*Questions to answer*:
A – Answer these questions from the text on Kerala's Department of Disaster Management:
(i) What website does the department list?
(ii) What body does the department have as its child department?
(iii) Of what body is the minister who heads the department a member?
B – In the text on Kerala's Department of Disaster Management, write out the passage starting with "Department overview" and going on through "Government Secretariat, Thiruvananthapuram.", and change "Thiruvananthapuram" to "Trivandrum".

Department of Disaster Management
- Logo of the Government of Kerala

Department overview
- Jurisdiction: Government of Kerala
- Headquarters: Government Secretariat, Thiruvananthapuram, Kerala, India;
- Minister responsible: V.D. Satheesan, Minister for Disaster Management;
- Department executive: Jeevan Babu, IAS, Special Secretary to Government, Disaster Management;
- Parent department: Government of Kerala
- Child Department: Kerala State Disaster Management Authority;
- Website: sdma.kerala.gov.in

= Department of Disaster Management =

Government department in Kerala

The Disaster Management Department is an administrative department of the Government of Kerala. It is responsible for disaster management policy, coordination, preparedness, response, and risk reduction in Kerala. It has its headquarters in Kerala Government Secretariat, Thiruvananthapuram.

== Leadership ==

The department is headed by the Minister for Disaster Management, a member of the Kerala Council of Ministers. The administrative head of the department is the Secretary to Government, Disaster Management Department, who is responsible for the department's day-to-day administration and implementation of government policies.

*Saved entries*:
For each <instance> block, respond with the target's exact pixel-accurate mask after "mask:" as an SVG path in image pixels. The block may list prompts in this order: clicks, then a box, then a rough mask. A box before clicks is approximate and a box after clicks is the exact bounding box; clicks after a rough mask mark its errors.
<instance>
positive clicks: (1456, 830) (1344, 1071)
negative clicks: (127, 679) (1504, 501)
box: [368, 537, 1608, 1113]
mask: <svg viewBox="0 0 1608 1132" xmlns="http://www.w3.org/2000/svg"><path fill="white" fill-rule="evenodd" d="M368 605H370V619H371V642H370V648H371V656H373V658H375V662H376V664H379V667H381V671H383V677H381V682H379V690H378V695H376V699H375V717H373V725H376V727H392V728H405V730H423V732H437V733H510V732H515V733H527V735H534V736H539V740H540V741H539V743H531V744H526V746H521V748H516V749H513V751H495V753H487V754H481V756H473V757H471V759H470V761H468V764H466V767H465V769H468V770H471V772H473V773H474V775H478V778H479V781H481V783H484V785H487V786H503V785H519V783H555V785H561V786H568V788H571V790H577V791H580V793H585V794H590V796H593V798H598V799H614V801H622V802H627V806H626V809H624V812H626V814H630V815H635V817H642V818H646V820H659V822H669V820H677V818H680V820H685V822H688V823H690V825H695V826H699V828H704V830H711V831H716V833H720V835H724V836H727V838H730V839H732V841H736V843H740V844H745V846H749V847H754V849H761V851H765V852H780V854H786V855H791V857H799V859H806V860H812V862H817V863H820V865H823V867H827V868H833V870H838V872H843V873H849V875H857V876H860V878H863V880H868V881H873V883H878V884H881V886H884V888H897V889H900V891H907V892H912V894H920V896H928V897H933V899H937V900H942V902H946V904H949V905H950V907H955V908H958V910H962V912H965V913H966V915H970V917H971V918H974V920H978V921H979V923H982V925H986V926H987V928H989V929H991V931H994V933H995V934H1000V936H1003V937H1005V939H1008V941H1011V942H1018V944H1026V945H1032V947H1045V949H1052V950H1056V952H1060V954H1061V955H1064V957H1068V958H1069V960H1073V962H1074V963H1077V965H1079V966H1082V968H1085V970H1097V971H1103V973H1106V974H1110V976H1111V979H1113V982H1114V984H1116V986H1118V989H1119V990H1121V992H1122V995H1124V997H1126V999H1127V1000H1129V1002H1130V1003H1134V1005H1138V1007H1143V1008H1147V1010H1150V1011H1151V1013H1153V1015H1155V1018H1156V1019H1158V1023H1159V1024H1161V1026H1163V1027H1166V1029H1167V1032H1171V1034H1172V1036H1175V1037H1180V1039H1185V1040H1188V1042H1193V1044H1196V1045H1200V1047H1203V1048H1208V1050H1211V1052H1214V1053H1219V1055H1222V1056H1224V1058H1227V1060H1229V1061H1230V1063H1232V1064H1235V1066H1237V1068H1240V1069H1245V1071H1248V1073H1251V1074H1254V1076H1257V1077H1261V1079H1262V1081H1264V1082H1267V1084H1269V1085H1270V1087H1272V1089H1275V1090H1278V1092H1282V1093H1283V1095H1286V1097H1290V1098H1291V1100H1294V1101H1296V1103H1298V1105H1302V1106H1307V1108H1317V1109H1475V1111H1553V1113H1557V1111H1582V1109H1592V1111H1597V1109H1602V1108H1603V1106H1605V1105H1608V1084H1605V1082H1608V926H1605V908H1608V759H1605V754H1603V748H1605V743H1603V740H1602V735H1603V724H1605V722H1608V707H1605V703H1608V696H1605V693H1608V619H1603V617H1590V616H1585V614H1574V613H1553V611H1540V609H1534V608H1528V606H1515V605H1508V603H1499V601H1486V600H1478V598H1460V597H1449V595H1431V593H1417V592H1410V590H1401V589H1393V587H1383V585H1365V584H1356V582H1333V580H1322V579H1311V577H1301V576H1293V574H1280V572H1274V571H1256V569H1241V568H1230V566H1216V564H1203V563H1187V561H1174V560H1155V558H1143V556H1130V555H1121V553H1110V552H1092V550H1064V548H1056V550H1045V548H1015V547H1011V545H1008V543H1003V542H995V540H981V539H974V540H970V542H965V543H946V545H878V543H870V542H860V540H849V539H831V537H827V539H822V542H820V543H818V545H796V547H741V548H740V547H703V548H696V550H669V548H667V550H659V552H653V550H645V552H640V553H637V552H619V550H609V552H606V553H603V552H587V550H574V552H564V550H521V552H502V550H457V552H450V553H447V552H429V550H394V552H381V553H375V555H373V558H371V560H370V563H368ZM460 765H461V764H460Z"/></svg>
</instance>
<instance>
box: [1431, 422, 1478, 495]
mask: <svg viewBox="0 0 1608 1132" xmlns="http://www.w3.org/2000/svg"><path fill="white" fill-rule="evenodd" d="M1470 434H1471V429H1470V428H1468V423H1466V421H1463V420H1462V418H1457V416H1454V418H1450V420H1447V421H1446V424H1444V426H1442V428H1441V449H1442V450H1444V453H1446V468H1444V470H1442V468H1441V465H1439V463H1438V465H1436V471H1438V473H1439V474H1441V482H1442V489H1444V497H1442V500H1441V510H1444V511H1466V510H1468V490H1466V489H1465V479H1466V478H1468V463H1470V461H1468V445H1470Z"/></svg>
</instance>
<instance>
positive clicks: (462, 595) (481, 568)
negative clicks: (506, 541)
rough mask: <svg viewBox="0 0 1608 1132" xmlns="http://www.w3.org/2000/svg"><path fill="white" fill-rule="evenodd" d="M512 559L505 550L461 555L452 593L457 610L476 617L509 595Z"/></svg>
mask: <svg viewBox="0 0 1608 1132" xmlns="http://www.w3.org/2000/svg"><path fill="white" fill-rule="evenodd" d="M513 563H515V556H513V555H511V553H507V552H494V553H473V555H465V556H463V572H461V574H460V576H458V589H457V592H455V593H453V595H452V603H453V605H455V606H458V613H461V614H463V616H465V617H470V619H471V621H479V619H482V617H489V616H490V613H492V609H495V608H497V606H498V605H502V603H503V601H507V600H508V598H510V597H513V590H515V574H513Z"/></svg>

*Task solutions*:
A –
(i) sdma.kerala.gov.in
(ii) Kerala State Disaster Management Authority
(iii) The Kerala Council of Ministers

B –
Department overview
- Jurisdiction: Government of Kerala
- Headquarters: Government Secretariat, Trivandrum, Kerala, India;
- Minister responsible: V.D. Satheesan, Minister for Disaster Management;
- Department executive: Jeevan Babu, IAS, Special Secretary to Government, Disaster Management;
- Parent department: Government of Kerala
- Child Department: Kerala State Disaster Management Authority;
- Website: sdma.kerala.gov.in

= Department of Disaster Management =

Government department in Kerala

The Disaster Management Department is an administrative department of the Government of Kerala. It is responsible for disaster management policy, coordination, preparedness, response, and risk reduction in Kerala. It has its headquarters in Kerala Government Secretariat, Trivandrum.